**PROVIDED PASSAGE**
########

Propagation of an Electromagnetic Beams in Non-Linear Dielectric Slab Wave Guides

Osama A.Oraby, Osama A.Osama A.Oraby

doi:10.21608/mjeer.2006.64754

Propagation of an Electromagnetic Beams in Non-Linear Dielectric Slab Wave Guides

Document Type : Original Article

Author

Osama A.Osama A.Oraby Osama A.Oraby

Dept. of Electronic and Electrical Communication Eng., Faculty of Electronic Engineering, Menoufya University, EGYPT

10.21608/mjeer.2006.64754

Abstract

In the present paper, the propagation of an electromagnetic beams in nonlinear dielectric slab waveguides is deeply and parametrically investigated. The nonlinear film layer is sandwiched between either linear or nonlinear cover and substrate layers.

########

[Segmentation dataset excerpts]
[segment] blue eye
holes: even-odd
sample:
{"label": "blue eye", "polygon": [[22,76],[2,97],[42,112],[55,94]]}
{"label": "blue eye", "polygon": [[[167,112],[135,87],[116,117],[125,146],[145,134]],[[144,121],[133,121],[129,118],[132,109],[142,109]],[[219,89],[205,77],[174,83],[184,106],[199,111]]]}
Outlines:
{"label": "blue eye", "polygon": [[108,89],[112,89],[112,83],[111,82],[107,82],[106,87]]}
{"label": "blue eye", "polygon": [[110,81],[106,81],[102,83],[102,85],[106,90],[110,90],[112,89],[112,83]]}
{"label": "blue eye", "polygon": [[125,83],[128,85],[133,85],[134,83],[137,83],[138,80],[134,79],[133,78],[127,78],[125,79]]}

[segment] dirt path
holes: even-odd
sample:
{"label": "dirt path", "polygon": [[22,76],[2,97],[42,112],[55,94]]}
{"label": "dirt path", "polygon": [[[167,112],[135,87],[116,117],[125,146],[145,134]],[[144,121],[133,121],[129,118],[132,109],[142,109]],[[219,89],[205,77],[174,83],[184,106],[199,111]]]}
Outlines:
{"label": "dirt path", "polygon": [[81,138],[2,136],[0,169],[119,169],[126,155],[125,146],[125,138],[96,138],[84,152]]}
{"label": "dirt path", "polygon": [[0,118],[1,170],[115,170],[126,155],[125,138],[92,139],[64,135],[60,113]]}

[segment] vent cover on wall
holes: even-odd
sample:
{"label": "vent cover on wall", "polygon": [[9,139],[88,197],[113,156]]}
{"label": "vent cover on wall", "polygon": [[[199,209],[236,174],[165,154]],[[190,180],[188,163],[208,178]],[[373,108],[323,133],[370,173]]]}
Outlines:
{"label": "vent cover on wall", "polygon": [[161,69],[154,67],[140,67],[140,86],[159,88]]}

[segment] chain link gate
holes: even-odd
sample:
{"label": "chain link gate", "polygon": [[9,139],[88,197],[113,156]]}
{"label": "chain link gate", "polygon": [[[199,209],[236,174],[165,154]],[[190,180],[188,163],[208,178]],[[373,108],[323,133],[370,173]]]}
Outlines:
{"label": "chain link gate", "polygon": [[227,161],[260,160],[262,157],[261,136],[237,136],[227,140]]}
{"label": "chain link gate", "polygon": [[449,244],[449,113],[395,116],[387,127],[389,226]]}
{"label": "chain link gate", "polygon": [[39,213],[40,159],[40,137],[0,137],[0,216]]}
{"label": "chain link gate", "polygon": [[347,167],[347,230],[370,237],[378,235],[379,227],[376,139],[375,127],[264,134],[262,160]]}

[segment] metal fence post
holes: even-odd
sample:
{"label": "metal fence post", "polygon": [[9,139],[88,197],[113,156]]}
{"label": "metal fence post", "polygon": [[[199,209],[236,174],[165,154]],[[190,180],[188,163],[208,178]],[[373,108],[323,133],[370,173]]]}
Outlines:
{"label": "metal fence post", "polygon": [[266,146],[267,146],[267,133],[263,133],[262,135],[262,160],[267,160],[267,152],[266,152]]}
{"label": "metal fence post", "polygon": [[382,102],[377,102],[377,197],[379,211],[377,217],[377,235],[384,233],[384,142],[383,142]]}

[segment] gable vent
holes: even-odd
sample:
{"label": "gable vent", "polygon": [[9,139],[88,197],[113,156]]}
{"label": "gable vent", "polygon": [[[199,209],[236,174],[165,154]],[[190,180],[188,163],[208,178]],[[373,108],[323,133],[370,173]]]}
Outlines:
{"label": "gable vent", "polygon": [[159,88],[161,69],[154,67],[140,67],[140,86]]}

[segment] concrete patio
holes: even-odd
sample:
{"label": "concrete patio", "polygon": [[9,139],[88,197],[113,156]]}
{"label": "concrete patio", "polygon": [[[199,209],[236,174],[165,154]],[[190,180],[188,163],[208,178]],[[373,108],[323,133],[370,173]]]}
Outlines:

########

**REQUIRED TASKS**
**A)** Retype the electromagnetic beam paper, starting at "In the present" and ending at "and substrate layers.".
**B)** In the rows starting at the line containing "[segment] gable vent" and ending at the last line of the rows, swap "concrete patio" for "stone patio". Give back only those lines, with everything else left unchanged.
The rows bear no relation to the paper on electromagnetic beams.

**OUTPUTS BY TASK**
**A)**
In the present paper, the propagation of an electromagnetic beams in nonlinear dielectric slab waveguides is deeply and parametrically investigated. The nonlinear film layer is sandwiched between either linear or nonlinear cover and substrate layers.

**B)**
[segment] gable vent
holes: even-odd
sample:
{"label": "gable vent", "polygon": [[9,139],[88,197],[113,156]]}
{"label": "gable vent", "polygon": [[[199,209],[236,174],[165,154]],[[190,180],[188,163],[208,178]],[[373,108],[323,133],[370,173]]]}
Outlines:
{"label": "gable vent", "polygon": [[159,88],[161,69],[154,67],[140,67],[140,86]]}

[segment] stone patio
holes: even-odd
sample:
{"label": "stone patio", "polygon": [[9,139],[88,197],[113,156]]}
{"label": "stone patio", "polygon": [[[199,209],[236,174],[165,154]],[[190,180],[188,163],[208,178]],[[373,108],[323,133],[370,173]]]}
Outlines:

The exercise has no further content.